提供データ>

=-=-=

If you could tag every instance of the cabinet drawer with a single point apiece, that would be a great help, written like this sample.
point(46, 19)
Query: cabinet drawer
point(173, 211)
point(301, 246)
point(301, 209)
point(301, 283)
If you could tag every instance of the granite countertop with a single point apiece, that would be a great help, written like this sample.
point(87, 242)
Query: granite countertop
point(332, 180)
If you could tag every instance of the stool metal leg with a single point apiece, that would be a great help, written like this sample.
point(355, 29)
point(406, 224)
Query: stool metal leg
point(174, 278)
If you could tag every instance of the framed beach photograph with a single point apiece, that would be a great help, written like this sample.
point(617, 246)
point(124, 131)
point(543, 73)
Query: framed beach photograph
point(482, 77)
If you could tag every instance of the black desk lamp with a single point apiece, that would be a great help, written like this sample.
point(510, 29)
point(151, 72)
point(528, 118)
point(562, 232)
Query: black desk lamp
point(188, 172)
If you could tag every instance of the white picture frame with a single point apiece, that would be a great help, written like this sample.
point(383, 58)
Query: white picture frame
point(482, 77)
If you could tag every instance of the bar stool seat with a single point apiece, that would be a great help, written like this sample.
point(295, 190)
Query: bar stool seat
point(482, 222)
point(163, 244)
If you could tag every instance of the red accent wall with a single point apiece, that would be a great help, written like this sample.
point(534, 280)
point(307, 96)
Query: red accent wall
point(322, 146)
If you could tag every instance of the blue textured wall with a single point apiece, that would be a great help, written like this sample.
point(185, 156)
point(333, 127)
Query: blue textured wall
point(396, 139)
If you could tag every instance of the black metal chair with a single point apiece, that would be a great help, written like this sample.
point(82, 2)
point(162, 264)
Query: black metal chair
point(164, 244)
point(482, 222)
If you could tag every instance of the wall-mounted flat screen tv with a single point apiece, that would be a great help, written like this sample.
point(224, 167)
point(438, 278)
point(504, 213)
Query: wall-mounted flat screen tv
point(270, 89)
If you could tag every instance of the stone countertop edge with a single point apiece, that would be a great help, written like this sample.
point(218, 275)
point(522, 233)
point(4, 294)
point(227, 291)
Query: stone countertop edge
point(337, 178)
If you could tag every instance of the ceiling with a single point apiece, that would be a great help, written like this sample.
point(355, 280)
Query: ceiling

=-=-=

課題の目的>
上記の行をすべて、一字一句違えずにそのまま書き写してください。

課題の解答>
If you could tag every instance of the cabinet drawer with a single point apiece, that would be a great help, written like this sample.
point(46, 19)
Query: cabinet drawer
point(173, 211)
point(301, 246)
point(301, 209)
point(301, 283)
If you could tag every instance of the granite countertop with a single point apiece, that would be a great help, written like this sample.
point(87, 242)
Query: granite countertop
point(332, 180)
If you could tag every instance of the stool metal leg with a single point apiece, that would be a great help, written like this sample.
point(355, 29)
point(406, 224)
Query: stool metal leg
point(174, 278)
If you could tag every instance of the framed beach photograph with a single point apiece, that would be a great help, written like this sample.
point(617, 246)
point(124, 131)
point(543, 73)
Query: framed beach photograph
point(482, 77)
If you could tag every instance of the black desk lamp with a single point apiece, that would be a great help, written like this sample.
point(510, 29)
point(151, 72)
point(528, 118)
point(562, 232)
Query: black desk lamp
point(188, 172)
If you could tag every instance of the white picture frame with a single point apiece, that would be a great help, written like this sample.
point(383, 58)
Query: white picture frame
point(482, 77)
If you could tag every instance of the bar stool seat with a single point apiece, that would be a great help, written like this sample.
point(295, 190)
Query: bar stool seat
point(482, 222)
point(163, 244)
If you could tag every instance of the red accent wall with a single point apiece, that would be a great help, written like this sample.
point(534, 280)
point(307, 96)
Query: red accent wall
point(322, 146)
If you could tag every instance of the blue textured wall with a single point apiece, that would be a great help, written like this sample.
point(185, 156)
point(333, 127)
Query: blue textured wall
point(396, 139)
If you could tag every instance of the black metal chair with a single point apiece, that would be a great help, written like this sample.
point(82, 2)
point(162, 264)
Query: black metal chair
point(164, 244)
point(482, 222)
If you could tag every instance of the wall-mounted flat screen tv with a single point apiece, that would be a great help, written like this sample.
point(224, 167)
point(438, 278)
point(504, 213)
Query: wall-mounted flat screen tv
point(270, 89)
If you could tag every instance of the stone countertop edge with a single point apiece, that would be a great help, written like this sample.
point(218, 275)
point(522, 233)
point(4, 294)
point(227, 291)
Query: stone countertop edge
point(337, 178)
If you could tag every instance of the ceiling with a single point apiece, that would be a great help, written like this sample.
point(355, 280)
Query: ceiling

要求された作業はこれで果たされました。